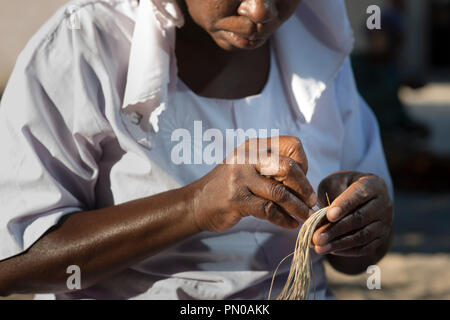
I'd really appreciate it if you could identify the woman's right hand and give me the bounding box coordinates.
[191,137,317,232]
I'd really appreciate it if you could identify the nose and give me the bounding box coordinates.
[238,0,278,24]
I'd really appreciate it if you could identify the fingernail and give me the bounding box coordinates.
[308,192,317,208]
[320,244,331,254]
[327,207,342,221]
[318,233,329,246]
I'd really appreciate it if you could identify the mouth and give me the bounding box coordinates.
[223,30,265,49]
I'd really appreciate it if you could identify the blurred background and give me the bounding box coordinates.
[0,0,450,299]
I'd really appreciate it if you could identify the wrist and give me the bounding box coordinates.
[182,181,204,233]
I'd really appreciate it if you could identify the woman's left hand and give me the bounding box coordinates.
[313,171,394,257]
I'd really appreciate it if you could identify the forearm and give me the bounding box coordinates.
[0,186,199,295]
[326,232,393,275]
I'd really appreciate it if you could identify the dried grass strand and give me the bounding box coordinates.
[268,207,328,300]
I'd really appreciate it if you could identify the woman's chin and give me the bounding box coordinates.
[216,32,267,51]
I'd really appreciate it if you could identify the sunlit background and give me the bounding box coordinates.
[0,0,450,299]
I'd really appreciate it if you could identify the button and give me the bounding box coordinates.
[138,139,152,149]
[130,112,142,125]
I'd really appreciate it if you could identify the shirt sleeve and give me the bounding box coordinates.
[335,59,394,198]
[0,10,111,261]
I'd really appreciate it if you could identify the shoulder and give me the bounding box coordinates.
[16,0,134,79]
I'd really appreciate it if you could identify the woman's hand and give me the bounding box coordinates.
[313,171,394,258]
[191,137,317,232]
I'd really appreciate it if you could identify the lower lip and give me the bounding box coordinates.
[224,31,264,49]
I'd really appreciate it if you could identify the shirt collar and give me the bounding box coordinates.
[122,0,353,132]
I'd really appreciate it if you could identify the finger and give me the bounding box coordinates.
[242,196,299,229]
[251,136,308,174]
[256,155,317,208]
[327,176,379,222]
[331,238,383,257]
[248,174,309,221]
[313,199,382,246]
[315,221,383,254]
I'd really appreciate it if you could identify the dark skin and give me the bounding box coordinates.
[0,0,393,296]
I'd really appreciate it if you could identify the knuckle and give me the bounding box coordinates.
[271,184,287,202]
[357,229,370,243]
[262,201,275,220]
[353,210,364,229]
[356,180,369,200]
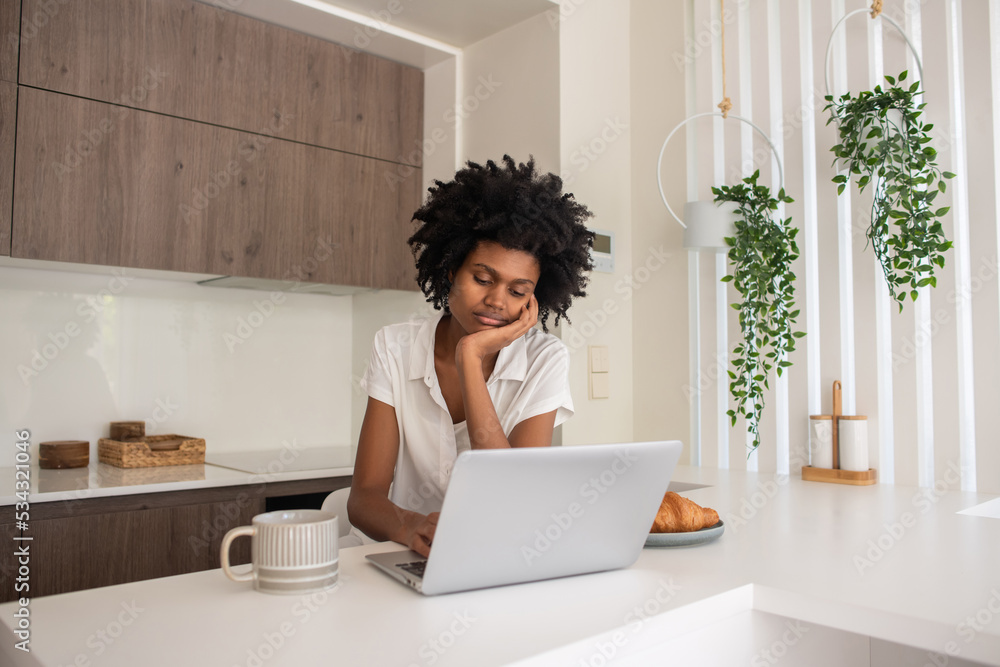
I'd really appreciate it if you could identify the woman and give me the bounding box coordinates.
[347,155,593,556]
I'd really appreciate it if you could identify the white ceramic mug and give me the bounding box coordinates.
[222,510,339,594]
[809,415,833,468]
[837,415,868,472]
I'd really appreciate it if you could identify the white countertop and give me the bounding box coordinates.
[0,467,1000,667]
[0,447,354,506]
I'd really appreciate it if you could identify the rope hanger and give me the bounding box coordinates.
[717,0,884,118]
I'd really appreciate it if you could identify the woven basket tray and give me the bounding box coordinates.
[97,434,205,468]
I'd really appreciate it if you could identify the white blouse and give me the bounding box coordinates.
[361,313,573,514]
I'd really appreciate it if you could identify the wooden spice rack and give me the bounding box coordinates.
[802,380,878,486]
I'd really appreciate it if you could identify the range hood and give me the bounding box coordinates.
[198,276,377,296]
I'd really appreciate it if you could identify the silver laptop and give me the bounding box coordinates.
[367,441,681,595]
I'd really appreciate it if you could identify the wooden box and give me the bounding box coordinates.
[97,434,205,468]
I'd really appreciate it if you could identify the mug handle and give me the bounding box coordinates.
[220,526,257,581]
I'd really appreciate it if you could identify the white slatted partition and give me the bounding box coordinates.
[706,3,730,468]
[830,0,857,414]
[755,0,792,474]
[857,11,897,482]
[796,0,823,415]
[945,0,976,491]
[684,0,702,465]
[908,3,934,486]
[685,0,1000,493]
[727,0,760,470]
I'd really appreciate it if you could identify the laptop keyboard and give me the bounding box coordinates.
[396,560,427,577]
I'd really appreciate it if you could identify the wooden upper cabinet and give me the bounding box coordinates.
[16,0,423,164]
[0,81,13,255]
[13,87,421,289]
[0,0,21,83]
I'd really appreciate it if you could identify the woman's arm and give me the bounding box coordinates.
[455,294,556,449]
[347,397,438,556]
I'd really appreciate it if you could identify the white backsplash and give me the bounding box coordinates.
[0,266,358,456]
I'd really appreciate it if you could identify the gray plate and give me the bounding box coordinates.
[646,520,726,547]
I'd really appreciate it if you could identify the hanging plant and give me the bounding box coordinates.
[825,71,955,310]
[712,171,805,449]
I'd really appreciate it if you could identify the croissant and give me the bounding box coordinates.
[650,491,719,533]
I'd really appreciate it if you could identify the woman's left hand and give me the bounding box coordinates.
[455,294,538,364]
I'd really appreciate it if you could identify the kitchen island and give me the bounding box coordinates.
[0,446,353,602]
[0,466,1000,667]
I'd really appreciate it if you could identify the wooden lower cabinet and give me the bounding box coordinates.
[11,86,422,289]
[0,477,351,602]
[31,499,263,597]
[0,80,17,255]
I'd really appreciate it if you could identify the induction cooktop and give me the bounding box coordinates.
[205,445,354,475]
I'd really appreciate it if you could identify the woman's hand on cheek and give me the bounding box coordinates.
[455,294,538,364]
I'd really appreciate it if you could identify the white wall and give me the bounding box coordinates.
[630,0,692,460]
[457,14,560,172]
[560,0,646,444]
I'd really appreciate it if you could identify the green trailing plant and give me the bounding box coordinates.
[825,71,955,310]
[712,171,805,449]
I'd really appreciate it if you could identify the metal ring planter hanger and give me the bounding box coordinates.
[823,8,924,100]
[656,111,785,229]
[656,0,785,252]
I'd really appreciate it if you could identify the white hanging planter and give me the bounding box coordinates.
[684,200,739,252]
[656,111,784,252]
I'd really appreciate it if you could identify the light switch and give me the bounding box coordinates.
[590,373,611,398]
[588,345,611,373]
[587,345,611,399]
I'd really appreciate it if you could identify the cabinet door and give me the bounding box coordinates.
[20,0,423,164]
[12,87,421,289]
[24,498,264,597]
[0,81,17,255]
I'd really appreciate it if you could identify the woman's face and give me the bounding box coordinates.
[448,241,541,333]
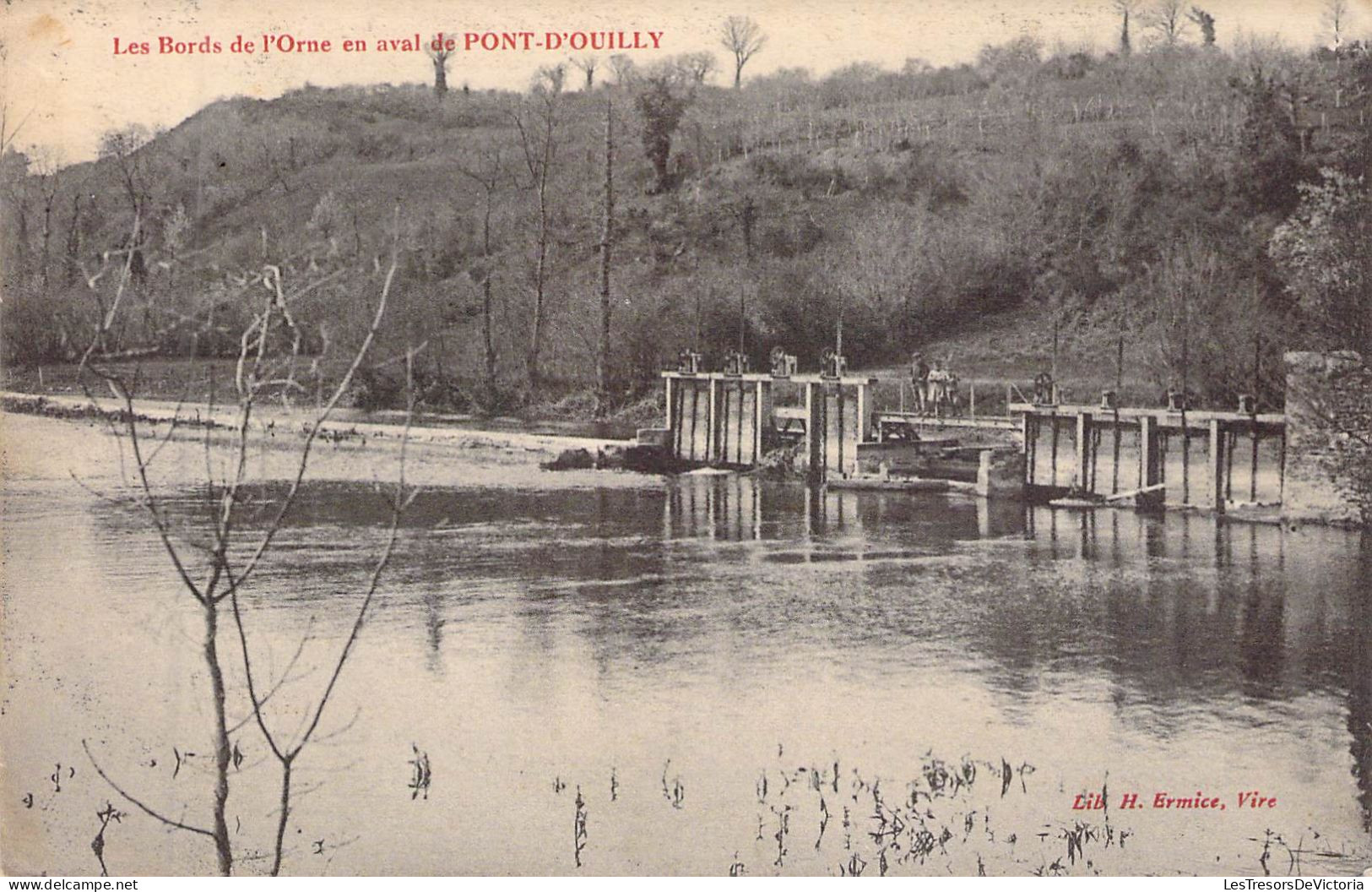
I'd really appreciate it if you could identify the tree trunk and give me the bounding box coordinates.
[595,97,615,419]
[204,598,233,877]
[272,756,295,877]
[434,59,447,97]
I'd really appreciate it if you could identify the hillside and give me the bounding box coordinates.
[4,41,1369,409]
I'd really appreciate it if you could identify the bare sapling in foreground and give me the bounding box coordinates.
[79,211,419,876]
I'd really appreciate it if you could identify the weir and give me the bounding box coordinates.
[654,371,876,481]
[1010,404,1286,512]
[639,353,1372,523]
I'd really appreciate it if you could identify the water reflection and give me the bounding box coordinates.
[32,475,1372,870]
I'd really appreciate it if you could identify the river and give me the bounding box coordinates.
[0,416,1372,876]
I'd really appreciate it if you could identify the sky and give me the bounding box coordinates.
[0,0,1372,163]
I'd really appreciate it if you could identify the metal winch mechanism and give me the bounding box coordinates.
[771,345,799,378]
[819,347,848,378]
[719,350,748,378]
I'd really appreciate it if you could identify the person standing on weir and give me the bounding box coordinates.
[909,353,929,415]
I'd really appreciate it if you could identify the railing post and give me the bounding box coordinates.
[705,375,720,464]
[1076,411,1093,492]
[1210,419,1225,514]
[753,380,771,465]
[1139,415,1159,488]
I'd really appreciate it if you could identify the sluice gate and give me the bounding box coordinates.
[1010,404,1286,512]
[657,372,876,479]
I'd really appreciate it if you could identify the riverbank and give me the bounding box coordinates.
[0,391,632,454]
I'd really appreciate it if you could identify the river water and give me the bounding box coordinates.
[0,416,1372,876]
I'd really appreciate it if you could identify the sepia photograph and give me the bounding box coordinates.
[0,0,1372,873]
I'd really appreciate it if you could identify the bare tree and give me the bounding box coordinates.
[676,51,719,85]
[634,63,696,192]
[610,52,638,86]
[1142,0,1187,48]
[719,15,767,90]
[1320,0,1350,55]
[35,152,62,299]
[1187,7,1214,46]
[595,93,615,419]
[572,55,599,93]
[424,31,454,99]
[79,213,408,876]
[1110,0,1139,57]
[511,66,567,387]
[99,123,154,217]
[458,147,509,400]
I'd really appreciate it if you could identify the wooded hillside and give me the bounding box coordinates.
[0,17,1372,409]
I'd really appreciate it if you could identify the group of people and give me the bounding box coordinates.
[909,353,957,415]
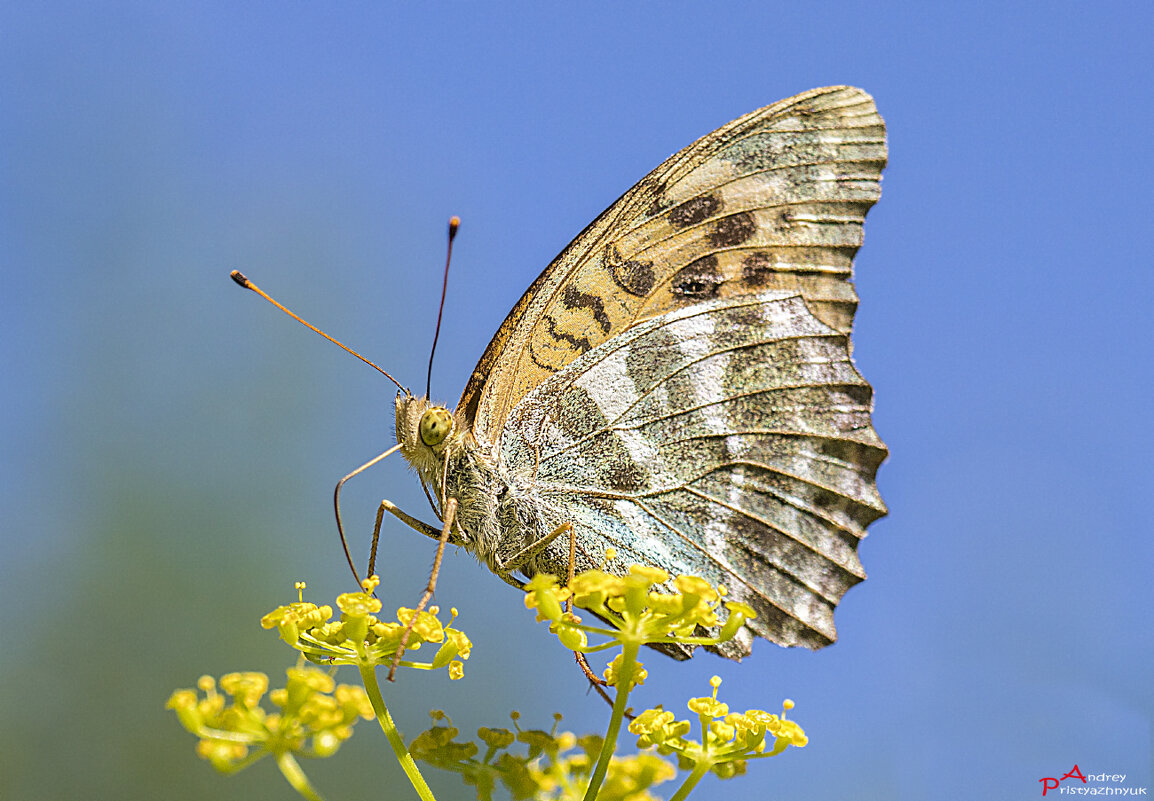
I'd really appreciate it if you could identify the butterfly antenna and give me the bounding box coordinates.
[425,217,460,398]
[228,270,406,392]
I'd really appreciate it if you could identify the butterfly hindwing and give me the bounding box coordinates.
[457,87,886,442]
[501,291,885,656]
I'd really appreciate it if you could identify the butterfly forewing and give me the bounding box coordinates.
[502,292,885,656]
[433,87,886,657]
[458,87,885,442]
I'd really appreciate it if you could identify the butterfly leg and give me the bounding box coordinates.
[556,523,613,706]
[382,497,457,681]
[497,523,577,578]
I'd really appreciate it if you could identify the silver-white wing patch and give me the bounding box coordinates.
[501,291,886,657]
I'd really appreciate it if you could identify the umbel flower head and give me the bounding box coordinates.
[410,710,676,801]
[167,665,373,773]
[261,576,472,679]
[525,555,755,684]
[629,676,809,779]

● ● ● ●

Exercise prompt: Copy the records word for word, from the line with "countertop and give me the bounding box coordinates." through the line with "[646,520,726,547]", including both of those lines.

Exercise solution:
I'd really appreciate it if you could identify the white countertop and give me the bounding box coordinates.
[0,467,1000,667]
[0,447,354,506]
I'd really appreciate it if you could identify the rope hanger and give me the bounding box coordinates.
[717,0,884,118]
I'd really appreciate it if you could identify the woven basket tray and give me the bounding box coordinates.
[97,434,205,468]
I'd really appreciate it if you could identify the white blouse and give me the bounding box coordinates.
[361,313,573,514]
I'd really appreciate it if you could identify the wooden spice rack and give me the bounding box coordinates.
[802,380,878,486]
I'd really appreciate it if you could identify the range hood and give me the bounding box coordinates.
[198,276,377,296]
I'd really appreciate it if you could identify the silver laptop and give me the bounding box coordinates.
[367,441,681,595]
I'd really appreciate it if you could identify the wooden box and give me the bounding box coordinates.
[97,434,205,468]
I'd really appreciate it if you could identify the mug handle and give me the bounding box coordinates.
[220,526,257,581]
I'd really appreciate it if you could identify the white slatted partition and give me the bounding box coordinates.
[706,3,730,468]
[830,0,857,414]
[755,0,792,474]
[857,11,897,482]
[796,0,823,415]
[945,0,976,491]
[684,0,702,465]
[908,3,934,486]
[685,0,1000,493]
[727,0,760,470]
I'd really appreciate it if you could identify the laptop keyboard and give me the bounding box coordinates.
[396,560,427,577]
I'd really appreciate it if you could identify the wooden upper cabinet and give me the bounding box coordinates.
[16,0,423,164]
[0,81,13,255]
[13,87,421,289]
[0,0,21,83]
I'd really appreciate it if you could identify the woman's arm and give me the bounding box coordinates.
[455,294,556,449]
[347,397,438,556]
I'd really appreciate it if you could identify the white backsplash and give me the bounding box coordinates.
[0,266,358,456]
I'd really appreciate it if you could identify the gray plate and give me the bounding box coordinates.
[646,520,726,547]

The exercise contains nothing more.